*** Supplied text Section Begins ***
The model of CIH was established using our previously described protocol [22]. Briefly, mice assigned to the CIH group were placed in a specially designed chamber. The chamber was connected to a gas control delivery system which allows the flow of pure nitrogen to reduce O₂ to 6% within 60 seconds, after which the control system also allows a quick replacement of oxygen resulting in a rapid reoxygenation to 21% O₂ within 60 seconds. This 2-minute CIH cycle was repeated 30 times per hour for 8 hours per day, for a total duration of 8 weeks. For the Control group, room air was forced into the chamber during the entire experiment. After exposure to CIH for 8 weeks, all mice were euthanized by cervical dislocation by a trained professional after isoflurane anesthesia. Then, the pancreatic tissues were isolated.

Hematoxylin-eosin (HE) staining

The pancreatic tissues harvested from the mice were washed with 0.9% saline, fixed in 4% formaldehyde, and then embedded in paraffin. Finally, the tissues were sliced to 5μm thick and stained with HE for further analysis. The morphologic alterations were observed under a light microscopy.
*** Supplied text Section Ends ***
*** Raw data Section Begins ***
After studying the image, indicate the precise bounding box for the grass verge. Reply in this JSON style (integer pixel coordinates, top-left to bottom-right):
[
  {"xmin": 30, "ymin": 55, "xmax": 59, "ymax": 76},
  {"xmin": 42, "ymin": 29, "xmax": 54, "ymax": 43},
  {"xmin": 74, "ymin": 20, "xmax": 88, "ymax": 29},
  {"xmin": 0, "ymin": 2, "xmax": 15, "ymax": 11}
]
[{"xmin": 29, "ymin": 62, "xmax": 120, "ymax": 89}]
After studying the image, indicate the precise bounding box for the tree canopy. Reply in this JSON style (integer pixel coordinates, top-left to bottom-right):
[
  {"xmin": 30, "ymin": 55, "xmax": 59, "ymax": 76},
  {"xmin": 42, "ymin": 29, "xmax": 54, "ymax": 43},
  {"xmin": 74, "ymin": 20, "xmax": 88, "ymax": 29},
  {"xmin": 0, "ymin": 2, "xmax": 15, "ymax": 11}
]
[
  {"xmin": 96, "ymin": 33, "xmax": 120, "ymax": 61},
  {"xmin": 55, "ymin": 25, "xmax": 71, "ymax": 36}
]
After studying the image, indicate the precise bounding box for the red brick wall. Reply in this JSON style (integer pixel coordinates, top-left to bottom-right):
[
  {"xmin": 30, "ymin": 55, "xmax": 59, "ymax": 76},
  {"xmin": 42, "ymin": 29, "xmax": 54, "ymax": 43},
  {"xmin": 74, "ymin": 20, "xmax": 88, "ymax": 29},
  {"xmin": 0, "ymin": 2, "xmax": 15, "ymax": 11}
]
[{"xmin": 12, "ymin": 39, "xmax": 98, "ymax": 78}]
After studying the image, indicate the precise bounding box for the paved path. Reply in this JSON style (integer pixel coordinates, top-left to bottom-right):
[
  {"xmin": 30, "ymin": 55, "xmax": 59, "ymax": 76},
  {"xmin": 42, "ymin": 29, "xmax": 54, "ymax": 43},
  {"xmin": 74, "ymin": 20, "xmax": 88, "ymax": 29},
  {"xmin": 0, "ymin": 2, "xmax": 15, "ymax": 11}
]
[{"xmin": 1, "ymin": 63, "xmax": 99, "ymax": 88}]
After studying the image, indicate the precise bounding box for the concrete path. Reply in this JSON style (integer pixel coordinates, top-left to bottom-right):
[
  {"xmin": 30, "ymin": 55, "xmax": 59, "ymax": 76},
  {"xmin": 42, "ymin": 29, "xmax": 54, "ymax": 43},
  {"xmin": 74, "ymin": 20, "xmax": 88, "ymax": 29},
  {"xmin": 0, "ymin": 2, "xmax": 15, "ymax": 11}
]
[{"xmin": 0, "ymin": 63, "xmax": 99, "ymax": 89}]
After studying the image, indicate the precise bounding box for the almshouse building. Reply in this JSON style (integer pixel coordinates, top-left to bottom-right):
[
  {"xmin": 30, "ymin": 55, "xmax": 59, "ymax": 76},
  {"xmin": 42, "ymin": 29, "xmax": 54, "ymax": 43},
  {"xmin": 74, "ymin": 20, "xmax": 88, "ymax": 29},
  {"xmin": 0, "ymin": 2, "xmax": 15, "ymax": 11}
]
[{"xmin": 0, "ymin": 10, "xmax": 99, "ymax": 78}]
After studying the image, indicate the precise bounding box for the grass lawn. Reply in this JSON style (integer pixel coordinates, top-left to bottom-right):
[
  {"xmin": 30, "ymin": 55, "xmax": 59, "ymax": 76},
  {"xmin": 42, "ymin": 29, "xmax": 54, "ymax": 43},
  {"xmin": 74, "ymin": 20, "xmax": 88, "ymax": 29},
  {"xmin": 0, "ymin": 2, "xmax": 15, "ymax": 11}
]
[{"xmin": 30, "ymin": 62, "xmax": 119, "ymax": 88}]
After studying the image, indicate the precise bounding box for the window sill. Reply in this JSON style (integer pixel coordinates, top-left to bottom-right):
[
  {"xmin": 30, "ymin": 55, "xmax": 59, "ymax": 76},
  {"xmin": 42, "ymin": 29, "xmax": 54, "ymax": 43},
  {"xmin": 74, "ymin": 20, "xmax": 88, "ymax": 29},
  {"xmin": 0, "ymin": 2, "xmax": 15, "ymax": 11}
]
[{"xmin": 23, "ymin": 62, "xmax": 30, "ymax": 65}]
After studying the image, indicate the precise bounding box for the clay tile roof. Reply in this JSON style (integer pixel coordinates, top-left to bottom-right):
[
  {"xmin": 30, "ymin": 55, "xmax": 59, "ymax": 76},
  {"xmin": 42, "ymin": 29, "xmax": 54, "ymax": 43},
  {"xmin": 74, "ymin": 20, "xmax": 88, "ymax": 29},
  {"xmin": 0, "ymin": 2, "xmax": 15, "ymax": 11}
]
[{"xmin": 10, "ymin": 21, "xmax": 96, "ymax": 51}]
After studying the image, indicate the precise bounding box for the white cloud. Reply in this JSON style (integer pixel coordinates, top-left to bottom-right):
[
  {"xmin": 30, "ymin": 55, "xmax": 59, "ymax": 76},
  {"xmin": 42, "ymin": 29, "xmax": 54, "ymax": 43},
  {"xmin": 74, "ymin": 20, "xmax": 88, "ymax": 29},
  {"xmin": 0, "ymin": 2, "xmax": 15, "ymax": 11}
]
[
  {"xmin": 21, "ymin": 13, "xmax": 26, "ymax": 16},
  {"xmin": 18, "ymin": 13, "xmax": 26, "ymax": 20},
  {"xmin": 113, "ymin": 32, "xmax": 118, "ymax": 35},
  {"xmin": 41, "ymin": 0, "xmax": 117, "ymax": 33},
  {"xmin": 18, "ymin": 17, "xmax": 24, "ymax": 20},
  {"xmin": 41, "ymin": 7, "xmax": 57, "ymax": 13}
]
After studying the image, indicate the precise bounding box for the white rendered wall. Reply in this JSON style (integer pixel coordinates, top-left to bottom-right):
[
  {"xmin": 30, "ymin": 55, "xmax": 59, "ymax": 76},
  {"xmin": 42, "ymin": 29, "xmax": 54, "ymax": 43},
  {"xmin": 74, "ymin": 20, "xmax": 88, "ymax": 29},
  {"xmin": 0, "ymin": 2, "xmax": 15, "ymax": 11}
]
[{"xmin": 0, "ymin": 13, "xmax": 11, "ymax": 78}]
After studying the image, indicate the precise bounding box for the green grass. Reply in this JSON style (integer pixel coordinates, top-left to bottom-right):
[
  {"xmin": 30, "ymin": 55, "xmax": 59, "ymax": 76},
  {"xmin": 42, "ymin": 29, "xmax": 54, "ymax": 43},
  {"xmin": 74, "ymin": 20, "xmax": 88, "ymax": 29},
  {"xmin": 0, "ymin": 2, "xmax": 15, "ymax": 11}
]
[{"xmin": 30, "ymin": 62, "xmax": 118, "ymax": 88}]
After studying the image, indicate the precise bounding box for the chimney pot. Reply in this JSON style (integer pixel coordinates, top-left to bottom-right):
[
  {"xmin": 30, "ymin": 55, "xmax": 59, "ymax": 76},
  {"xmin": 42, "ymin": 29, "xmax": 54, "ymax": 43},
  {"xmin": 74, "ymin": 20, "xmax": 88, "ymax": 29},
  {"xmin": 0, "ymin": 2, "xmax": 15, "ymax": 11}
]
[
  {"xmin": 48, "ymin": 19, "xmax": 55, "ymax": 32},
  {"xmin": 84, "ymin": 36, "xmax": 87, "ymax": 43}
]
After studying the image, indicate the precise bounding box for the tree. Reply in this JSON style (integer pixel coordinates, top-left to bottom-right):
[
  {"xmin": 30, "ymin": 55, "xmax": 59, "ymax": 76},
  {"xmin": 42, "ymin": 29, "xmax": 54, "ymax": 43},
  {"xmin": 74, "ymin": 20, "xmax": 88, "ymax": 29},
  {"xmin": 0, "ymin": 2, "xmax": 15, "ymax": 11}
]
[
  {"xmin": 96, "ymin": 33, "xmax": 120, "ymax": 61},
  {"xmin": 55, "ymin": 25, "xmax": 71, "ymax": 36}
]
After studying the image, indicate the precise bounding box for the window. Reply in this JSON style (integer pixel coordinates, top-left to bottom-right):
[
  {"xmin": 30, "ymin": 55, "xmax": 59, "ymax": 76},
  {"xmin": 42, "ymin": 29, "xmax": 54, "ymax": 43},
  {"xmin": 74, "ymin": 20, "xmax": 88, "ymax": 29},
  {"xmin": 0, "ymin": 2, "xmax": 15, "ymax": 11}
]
*** Raw data Section Ends ***
Continue the methods text on the CIH mouse model and pancreatic staining, starting after its final sentence. The items have no connection to the methods text on the CIH mouse model.

→ **Expected output**:
CircRNA microarray analysis

We have finished the Arraystar Mouse circRNA Array V2 analysis of the 6 samples. According to the standard protocols Arraystar (Arraystar, Inc.), we conducted the work of sample labeling and microarray hybridization. In brief, we first used Rnase R (Epicentre, Inc.) to digest the total RNAs. Then, we utilized a random priming method (Arraystar Super RNA Labeling Kit) to amplify the enriched circRNAs and transcribe them into fluorescent cRNA. The labeled cRNAs were next hybridized to Mouse circRNA Array V2 (Arraystar). Subsequently, the Agilent Scanner G2505C was used by us to scan the arrays. We employed the Agilent Feature Extraction software (version 11.0.1.1) to analyze the images. circRNAs were deemed as significantly dysregulated by the cutoff fold change≥1.2 and P<0.05. At last, we applied the R software limma package to perform quantile normalization and subsequent data processing.

GO and KEGG pathway analysis

GO and KEGG enrichment analysis were performed to reveal the potential role of circRNAs. We presented the enriched GO terms by using enrichment score. KEGG analysis was applied to determine the different biological pathways of downstream mRNAs. The threshold for the P‑value was <0.05 and the count number was >2. The enrichment score [–log10 (p-values)] represented the significance of GO and KEGG pathway correlations.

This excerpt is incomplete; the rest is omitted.